STATED PROBLEM: Transfer the part of the entries below that opens with the line containing "top in the photo above." and runs through the end of the entries, requests included. Add -45 to every coordinate in the answers.

==== DATASET ROWS ====

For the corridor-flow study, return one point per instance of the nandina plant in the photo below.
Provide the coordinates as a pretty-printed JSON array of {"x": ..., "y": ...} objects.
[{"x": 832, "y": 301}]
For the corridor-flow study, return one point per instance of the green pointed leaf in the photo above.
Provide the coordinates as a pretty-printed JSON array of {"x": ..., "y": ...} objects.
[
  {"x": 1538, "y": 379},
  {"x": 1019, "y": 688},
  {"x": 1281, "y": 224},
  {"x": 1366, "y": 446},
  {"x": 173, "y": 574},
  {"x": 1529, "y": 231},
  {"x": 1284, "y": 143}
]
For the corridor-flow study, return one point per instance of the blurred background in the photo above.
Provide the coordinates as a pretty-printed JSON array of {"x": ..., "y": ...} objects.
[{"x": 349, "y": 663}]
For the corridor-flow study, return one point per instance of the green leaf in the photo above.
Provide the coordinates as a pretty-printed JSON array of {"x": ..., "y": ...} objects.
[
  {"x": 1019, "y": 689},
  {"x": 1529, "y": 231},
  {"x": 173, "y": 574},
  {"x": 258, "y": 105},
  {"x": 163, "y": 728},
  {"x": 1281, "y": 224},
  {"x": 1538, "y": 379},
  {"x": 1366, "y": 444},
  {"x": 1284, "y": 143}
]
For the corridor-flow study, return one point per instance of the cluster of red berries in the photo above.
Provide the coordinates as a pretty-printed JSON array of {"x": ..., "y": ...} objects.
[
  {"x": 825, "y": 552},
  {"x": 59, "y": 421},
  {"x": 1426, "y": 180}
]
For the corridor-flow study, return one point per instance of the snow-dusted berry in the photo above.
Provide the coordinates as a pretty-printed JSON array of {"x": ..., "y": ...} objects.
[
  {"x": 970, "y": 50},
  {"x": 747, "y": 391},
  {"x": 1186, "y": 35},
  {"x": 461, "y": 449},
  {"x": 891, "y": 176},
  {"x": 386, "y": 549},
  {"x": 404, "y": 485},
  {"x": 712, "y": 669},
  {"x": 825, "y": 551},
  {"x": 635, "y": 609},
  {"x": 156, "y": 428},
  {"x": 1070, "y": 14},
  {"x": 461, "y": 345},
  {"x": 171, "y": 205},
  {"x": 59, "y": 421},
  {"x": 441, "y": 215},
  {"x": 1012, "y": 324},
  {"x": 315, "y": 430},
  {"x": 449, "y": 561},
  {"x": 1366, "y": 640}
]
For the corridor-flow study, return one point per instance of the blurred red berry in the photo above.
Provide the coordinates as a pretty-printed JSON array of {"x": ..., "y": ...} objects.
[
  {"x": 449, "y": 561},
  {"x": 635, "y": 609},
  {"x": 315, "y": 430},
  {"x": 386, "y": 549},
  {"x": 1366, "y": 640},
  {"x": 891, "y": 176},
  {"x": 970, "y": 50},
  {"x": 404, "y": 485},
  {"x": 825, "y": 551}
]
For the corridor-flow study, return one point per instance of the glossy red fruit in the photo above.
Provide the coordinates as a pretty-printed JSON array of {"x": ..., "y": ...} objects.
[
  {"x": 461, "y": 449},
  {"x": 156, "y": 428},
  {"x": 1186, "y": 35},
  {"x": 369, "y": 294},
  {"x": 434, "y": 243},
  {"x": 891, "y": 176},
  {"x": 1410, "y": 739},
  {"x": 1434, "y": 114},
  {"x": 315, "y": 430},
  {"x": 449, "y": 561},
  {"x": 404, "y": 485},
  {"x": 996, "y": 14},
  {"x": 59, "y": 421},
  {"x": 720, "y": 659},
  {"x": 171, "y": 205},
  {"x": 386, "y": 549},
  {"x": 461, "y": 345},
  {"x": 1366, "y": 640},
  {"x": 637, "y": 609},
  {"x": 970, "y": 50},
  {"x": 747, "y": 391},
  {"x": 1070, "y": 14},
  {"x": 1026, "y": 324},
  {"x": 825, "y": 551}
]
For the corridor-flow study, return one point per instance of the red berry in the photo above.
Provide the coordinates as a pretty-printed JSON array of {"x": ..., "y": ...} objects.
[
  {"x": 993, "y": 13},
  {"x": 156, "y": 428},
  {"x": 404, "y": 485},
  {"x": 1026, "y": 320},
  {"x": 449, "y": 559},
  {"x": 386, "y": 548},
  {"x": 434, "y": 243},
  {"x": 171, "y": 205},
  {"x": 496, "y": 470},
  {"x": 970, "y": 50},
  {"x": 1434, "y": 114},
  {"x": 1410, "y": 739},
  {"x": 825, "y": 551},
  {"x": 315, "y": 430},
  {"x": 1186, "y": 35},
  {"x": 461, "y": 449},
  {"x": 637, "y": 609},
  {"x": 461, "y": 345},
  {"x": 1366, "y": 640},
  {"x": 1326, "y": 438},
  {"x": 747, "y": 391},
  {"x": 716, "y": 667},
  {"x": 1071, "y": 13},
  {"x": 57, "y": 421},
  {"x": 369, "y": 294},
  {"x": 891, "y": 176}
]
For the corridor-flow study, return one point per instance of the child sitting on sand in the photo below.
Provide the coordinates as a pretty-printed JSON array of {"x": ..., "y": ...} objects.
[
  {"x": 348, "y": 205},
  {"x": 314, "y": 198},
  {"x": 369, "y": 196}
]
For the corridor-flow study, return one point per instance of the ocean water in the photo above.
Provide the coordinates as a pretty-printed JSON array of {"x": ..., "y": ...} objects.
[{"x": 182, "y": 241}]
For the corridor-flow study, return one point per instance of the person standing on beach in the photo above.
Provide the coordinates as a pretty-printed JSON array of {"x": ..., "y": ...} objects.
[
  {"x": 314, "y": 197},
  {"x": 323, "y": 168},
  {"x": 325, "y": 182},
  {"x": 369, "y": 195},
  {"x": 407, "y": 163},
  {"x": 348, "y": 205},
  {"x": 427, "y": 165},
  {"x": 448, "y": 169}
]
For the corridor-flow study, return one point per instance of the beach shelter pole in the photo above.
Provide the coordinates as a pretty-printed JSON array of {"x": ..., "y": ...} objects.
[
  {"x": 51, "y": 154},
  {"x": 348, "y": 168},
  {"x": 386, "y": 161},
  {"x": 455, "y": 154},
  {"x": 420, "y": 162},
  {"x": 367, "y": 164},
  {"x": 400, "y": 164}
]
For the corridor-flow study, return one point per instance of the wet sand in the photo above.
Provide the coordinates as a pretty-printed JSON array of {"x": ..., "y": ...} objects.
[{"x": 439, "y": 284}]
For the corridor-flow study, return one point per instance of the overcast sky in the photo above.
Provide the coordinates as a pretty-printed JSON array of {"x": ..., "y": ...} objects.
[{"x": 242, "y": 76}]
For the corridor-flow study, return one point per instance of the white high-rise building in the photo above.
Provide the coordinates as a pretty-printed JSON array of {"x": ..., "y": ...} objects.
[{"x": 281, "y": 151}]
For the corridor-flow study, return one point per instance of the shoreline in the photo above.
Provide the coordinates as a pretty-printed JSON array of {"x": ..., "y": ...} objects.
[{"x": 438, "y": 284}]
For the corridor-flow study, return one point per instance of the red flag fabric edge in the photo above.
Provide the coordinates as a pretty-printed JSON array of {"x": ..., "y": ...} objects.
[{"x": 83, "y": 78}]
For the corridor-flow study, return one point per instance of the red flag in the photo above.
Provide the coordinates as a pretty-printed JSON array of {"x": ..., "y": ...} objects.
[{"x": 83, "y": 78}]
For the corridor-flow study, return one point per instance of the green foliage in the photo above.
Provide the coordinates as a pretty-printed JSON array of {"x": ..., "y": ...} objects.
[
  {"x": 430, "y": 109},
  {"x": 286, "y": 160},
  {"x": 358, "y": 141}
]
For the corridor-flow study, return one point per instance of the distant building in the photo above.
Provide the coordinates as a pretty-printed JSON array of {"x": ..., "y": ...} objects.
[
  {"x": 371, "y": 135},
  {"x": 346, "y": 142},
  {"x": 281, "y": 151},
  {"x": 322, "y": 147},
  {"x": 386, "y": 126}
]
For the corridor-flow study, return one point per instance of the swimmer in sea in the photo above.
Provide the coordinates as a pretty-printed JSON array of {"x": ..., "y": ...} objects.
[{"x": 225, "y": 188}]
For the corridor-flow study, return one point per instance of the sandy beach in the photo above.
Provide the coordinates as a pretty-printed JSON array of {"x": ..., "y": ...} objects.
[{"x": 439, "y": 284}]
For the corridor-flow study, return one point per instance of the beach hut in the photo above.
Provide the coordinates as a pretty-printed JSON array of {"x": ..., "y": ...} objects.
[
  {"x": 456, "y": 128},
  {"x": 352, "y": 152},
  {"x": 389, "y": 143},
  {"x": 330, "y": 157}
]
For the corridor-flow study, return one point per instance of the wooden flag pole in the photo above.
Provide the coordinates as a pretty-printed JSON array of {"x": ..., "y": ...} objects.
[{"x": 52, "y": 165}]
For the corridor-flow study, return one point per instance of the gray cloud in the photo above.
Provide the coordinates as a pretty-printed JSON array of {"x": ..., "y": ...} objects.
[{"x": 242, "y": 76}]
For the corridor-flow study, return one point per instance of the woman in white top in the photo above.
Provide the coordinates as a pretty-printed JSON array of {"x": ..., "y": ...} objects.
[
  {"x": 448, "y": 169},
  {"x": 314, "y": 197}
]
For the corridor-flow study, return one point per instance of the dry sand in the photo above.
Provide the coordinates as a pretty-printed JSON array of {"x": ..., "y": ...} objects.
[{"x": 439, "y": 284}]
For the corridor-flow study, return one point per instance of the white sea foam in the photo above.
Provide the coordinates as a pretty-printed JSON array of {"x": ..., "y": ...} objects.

====

EXERCISE OUTPUT:
For the corridor-flow study, return one point per instance of the woman in white top in the photo above.
Provide the coordinates as a pretty-printed JSON array of {"x": ..., "y": ...} objects.
[
  {"x": 403, "y": 124},
  {"x": 269, "y": 152}
]
For the corridor-flow study, return one point per instance of the dry sand in the photo above.
Provide the coordinates as a pretty-printed JSON array of {"x": ..., "y": ...} objects.
[{"x": 394, "y": 239}]
For the corridor-flow study, return one point per instance of the white sea foam in the photo above.
Provide the coordinates as a pretty-printed JSON array of {"x": ..., "y": ...} objects.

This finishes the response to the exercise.